-- GOAL OF THE EXERCISE --
Please write out the items again, swapping "space-delimited" for "space-separated" everywhere and leaving everything else unchanged.

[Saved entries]
┄┄┄┄┄┄┄┄┄┄┄┄┄┄┄┄┄┄┄┄
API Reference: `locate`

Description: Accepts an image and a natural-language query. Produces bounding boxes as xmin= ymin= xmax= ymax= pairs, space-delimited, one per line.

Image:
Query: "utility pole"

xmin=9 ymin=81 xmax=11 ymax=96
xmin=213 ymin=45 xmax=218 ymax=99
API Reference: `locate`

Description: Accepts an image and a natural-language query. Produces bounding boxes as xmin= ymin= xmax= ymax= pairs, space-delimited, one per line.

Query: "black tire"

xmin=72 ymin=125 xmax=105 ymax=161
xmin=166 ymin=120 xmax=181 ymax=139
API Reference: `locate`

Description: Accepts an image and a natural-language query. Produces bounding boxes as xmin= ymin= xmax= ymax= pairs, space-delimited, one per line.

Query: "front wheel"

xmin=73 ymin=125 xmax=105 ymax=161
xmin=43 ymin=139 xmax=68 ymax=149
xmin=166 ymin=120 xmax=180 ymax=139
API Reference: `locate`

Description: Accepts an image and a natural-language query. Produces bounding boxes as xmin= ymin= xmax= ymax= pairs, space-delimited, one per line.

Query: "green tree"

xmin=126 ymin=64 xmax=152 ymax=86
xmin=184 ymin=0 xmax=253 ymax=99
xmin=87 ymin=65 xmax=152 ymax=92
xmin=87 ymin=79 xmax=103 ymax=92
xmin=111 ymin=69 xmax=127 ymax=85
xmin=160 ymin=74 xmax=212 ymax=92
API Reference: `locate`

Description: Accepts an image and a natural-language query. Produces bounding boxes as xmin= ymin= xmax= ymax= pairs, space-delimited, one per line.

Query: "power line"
┄┄┄┄┄┄┄┄┄┄┄┄┄┄┄┄┄┄┄┄
-- TASK RESULT --
API Reference: `locate`

Description: Accepts an image and a natural-language query. Produces bounding boxes as xmin= ymin= xmax= ymax= pairs, space-separated, one per line.

Image:
Query: "utility pole"

xmin=9 ymin=81 xmax=11 ymax=96
xmin=213 ymin=45 xmax=218 ymax=99
API Reference: `locate`

Description: Accepts an image and a natural-language query. Produces bounding boxes as xmin= ymin= xmax= ymax= pairs, space-separated, one per line.

Query: "black tire"

xmin=72 ymin=125 xmax=105 ymax=161
xmin=166 ymin=120 xmax=181 ymax=139
API Reference: `locate`

Description: Accepts an image and a natural-language query. Produces bounding boxes as xmin= ymin= xmax= ymax= pairs, space-separated, one per line.

Query: "front wheel"

xmin=73 ymin=125 xmax=105 ymax=161
xmin=43 ymin=139 xmax=68 ymax=149
xmin=166 ymin=120 xmax=180 ymax=139
API Reference: `locate`

Description: Accepts an image and a natural-language query. Produces bounding boxes as xmin= ymin= xmax= ymax= pairs, space-separated, one per line.

Query: "green tree"

xmin=126 ymin=64 xmax=152 ymax=86
xmin=184 ymin=0 xmax=253 ymax=99
xmin=87 ymin=65 xmax=152 ymax=92
xmin=87 ymin=79 xmax=103 ymax=92
xmin=111 ymin=69 xmax=127 ymax=85
xmin=160 ymin=74 xmax=212 ymax=92
API Reference: `locate`

Description: Accepts an image and a natural-language query. Produces bounding boxes as xmin= ymin= xmax= ymax= pairs, space-separated, one per line.

Query: "power line"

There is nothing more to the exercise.